▸ 练习输入:

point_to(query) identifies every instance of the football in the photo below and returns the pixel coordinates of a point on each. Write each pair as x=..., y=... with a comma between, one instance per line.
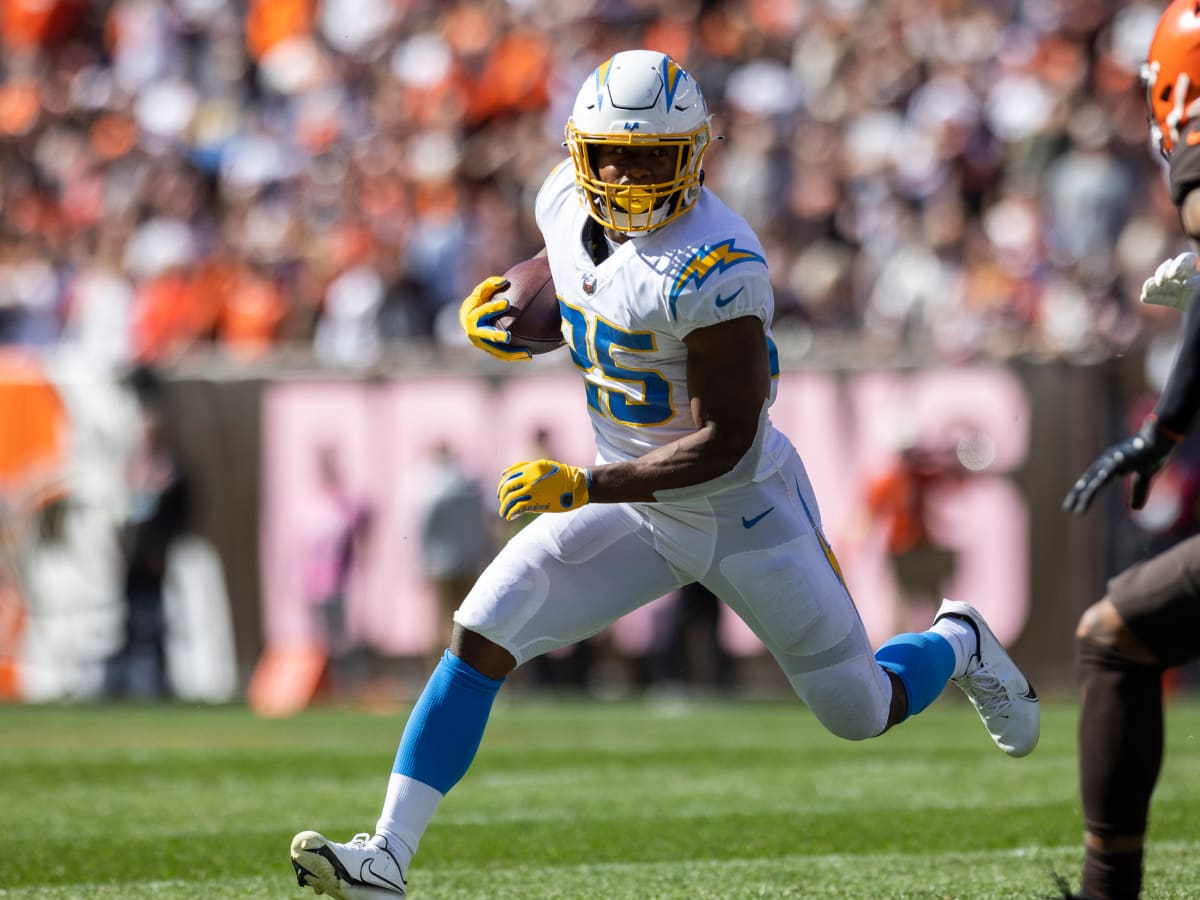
x=533, y=321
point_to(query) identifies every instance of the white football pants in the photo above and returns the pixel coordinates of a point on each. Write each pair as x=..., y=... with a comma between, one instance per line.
x=759, y=547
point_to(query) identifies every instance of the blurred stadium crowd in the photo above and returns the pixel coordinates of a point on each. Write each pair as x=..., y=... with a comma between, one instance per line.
x=958, y=179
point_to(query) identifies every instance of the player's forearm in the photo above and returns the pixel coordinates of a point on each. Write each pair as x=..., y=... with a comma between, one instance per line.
x=687, y=462
x=1177, y=406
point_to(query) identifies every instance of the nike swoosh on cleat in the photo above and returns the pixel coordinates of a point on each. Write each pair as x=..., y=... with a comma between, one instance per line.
x=726, y=300
x=369, y=869
x=756, y=520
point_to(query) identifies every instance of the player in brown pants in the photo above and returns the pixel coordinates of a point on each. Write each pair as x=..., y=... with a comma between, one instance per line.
x=1150, y=618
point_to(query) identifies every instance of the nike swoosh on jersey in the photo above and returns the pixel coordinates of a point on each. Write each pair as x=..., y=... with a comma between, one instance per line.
x=726, y=300
x=756, y=520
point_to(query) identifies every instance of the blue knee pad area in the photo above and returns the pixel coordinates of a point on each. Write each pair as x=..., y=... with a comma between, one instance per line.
x=924, y=664
x=447, y=725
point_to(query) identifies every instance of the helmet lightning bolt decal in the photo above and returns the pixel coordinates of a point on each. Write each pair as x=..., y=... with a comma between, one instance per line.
x=601, y=77
x=672, y=77
x=706, y=261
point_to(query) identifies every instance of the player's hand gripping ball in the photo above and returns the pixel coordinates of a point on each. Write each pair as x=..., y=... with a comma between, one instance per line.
x=514, y=316
x=478, y=316
x=543, y=486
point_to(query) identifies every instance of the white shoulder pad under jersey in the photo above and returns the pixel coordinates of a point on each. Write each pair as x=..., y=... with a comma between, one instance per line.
x=625, y=319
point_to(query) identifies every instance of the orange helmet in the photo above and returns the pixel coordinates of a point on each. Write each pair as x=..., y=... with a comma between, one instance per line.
x=1171, y=73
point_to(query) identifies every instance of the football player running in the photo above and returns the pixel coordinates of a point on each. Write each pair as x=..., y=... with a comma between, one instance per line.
x=1150, y=616
x=666, y=312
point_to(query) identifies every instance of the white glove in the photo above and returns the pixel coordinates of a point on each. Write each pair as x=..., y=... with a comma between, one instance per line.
x=1173, y=283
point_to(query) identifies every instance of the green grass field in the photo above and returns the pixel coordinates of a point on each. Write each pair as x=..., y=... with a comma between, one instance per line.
x=573, y=799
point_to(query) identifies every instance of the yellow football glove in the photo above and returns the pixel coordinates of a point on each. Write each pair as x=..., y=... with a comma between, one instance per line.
x=478, y=315
x=541, y=486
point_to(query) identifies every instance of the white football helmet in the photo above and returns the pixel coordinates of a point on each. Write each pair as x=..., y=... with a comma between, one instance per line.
x=639, y=97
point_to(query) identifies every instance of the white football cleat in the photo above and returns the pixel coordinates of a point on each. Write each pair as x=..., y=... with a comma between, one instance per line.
x=364, y=869
x=1003, y=697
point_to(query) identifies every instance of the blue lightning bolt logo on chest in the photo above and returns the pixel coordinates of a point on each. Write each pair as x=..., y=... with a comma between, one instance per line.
x=707, y=261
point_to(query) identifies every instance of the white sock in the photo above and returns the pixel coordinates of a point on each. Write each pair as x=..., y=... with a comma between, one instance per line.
x=961, y=637
x=407, y=811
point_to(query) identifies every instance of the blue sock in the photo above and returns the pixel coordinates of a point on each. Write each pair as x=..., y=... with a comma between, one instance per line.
x=447, y=725
x=924, y=664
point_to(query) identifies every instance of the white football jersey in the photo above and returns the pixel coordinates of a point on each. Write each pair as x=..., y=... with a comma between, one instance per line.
x=625, y=319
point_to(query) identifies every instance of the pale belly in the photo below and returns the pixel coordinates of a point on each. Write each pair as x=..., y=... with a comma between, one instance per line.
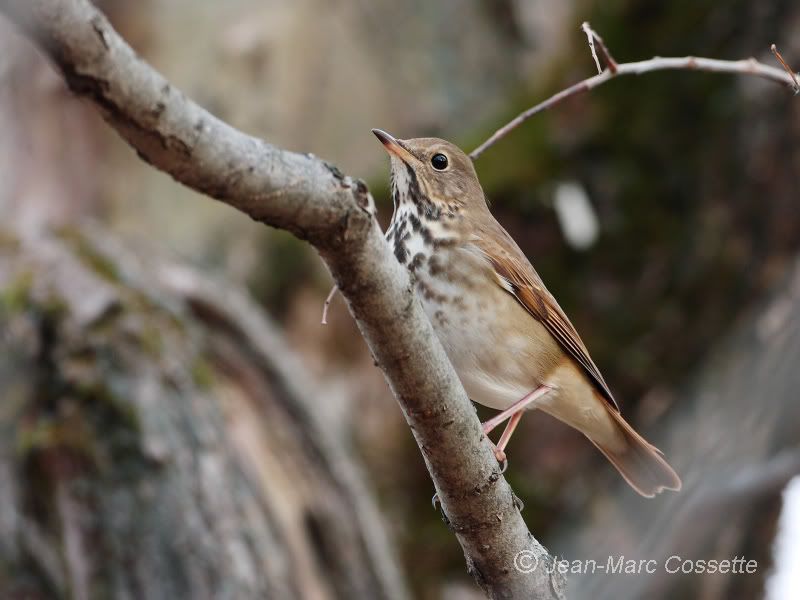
x=499, y=351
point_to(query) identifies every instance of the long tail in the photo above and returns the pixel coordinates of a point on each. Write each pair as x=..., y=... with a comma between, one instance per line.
x=639, y=462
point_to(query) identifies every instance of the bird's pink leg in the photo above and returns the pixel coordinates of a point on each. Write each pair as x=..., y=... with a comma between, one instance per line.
x=518, y=406
x=513, y=412
x=499, y=449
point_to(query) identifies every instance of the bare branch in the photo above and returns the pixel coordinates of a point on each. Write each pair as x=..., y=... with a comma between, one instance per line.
x=334, y=212
x=791, y=73
x=327, y=304
x=748, y=66
x=593, y=38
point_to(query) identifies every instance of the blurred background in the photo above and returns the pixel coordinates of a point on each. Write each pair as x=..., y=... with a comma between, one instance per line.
x=175, y=422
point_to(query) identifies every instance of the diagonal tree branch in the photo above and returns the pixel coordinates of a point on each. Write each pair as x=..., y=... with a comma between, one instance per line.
x=613, y=69
x=335, y=213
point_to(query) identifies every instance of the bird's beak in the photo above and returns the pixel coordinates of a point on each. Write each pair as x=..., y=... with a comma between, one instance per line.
x=393, y=145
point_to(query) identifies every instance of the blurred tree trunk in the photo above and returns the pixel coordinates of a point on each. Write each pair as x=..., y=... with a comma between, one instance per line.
x=733, y=438
x=157, y=440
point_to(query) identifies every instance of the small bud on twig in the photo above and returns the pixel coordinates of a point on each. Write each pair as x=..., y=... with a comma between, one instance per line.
x=791, y=73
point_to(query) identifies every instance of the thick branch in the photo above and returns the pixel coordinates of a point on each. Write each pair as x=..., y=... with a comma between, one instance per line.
x=335, y=213
x=749, y=66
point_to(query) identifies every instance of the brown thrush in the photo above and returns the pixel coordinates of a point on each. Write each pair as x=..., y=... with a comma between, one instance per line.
x=510, y=343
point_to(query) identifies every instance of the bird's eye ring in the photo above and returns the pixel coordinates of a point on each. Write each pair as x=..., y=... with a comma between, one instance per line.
x=439, y=161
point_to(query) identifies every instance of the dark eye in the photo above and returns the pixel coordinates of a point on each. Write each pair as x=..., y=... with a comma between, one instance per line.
x=439, y=162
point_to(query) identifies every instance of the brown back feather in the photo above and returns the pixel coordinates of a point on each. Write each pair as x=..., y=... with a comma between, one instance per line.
x=516, y=275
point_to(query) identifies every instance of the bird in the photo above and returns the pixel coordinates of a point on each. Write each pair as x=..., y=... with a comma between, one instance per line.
x=511, y=344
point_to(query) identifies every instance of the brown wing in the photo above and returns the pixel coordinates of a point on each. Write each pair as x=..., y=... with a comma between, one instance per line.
x=516, y=275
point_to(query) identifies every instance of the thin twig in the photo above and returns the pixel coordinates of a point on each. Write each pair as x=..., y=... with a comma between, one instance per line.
x=791, y=73
x=748, y=66
x=327, y=304
x=596, y=44
x=590, y=37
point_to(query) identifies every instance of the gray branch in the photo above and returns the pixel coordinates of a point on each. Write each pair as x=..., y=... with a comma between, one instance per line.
x=335, y=213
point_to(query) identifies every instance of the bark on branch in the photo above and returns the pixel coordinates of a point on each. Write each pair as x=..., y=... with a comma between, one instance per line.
x=335, y=213
x=613, y=69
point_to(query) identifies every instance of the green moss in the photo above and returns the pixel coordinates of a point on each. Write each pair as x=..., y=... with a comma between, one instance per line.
x=15, y=297
x=89, y=255
x=202, y=373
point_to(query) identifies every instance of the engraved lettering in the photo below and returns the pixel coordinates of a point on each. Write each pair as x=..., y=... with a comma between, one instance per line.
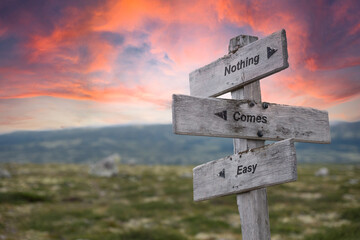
x=240, y=170
x=258, y=119
x=237, y=116
x=227, y=70
x=249, y=118
x=246, y=169
x=264, y=119
x=242, y=63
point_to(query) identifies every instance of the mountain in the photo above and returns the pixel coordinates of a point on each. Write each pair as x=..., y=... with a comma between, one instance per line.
x=156, y=144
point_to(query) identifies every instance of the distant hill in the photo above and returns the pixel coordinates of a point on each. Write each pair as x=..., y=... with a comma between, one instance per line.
x=156, y=144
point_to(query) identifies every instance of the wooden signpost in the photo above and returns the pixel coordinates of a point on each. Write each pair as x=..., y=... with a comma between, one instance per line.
x=245, y=118
x=248, y=64
x=252, y=169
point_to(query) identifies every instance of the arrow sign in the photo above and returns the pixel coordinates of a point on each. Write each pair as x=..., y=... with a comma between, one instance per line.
x=222, y=114
x=246, y=119
x=250, y=63
x=256, y=168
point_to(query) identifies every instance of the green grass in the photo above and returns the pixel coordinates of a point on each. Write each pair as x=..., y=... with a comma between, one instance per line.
x=62, y=201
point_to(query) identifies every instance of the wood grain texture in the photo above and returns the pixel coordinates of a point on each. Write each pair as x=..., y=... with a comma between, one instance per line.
x=244, y=119
x=252, y=206
x=252, y=169
x=211, y=80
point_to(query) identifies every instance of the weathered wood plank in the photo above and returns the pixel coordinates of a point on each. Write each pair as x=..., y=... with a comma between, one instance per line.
x=247, y=119
x=252, y=205
x=252, y=169
x=250, y=63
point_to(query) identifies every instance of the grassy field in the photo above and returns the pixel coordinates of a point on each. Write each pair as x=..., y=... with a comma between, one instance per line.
x=62, y=201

▸ 练习说明:
从上方各行的开头起，至包含“x=958, y=179”的那一行止（首尾两行均包括在内），将这些行逐字照录输出，其中的图片不予输出。

▸ 任务答案:
point_to(query) identifies every instance of the football in the photo below and returns the pixel coordinates of a point on each. Write each pair as x=..., y=... with a comma between, one instance per line.
x=533, y=321
point_to(query) identifies every instance of the white football pants in the photo above and returns the pixel coordinates of a point on each. Write each pair as x=..., y=... with a comma between, one instance per line.
x=759, y=547
point_to(query) identifies every instance of the blurred stadium crowd in the photo above and returns the pixel coordinates of a point on each. Write each pair as x=..., y=... with a comma between, one instance per line.
x=958, y=179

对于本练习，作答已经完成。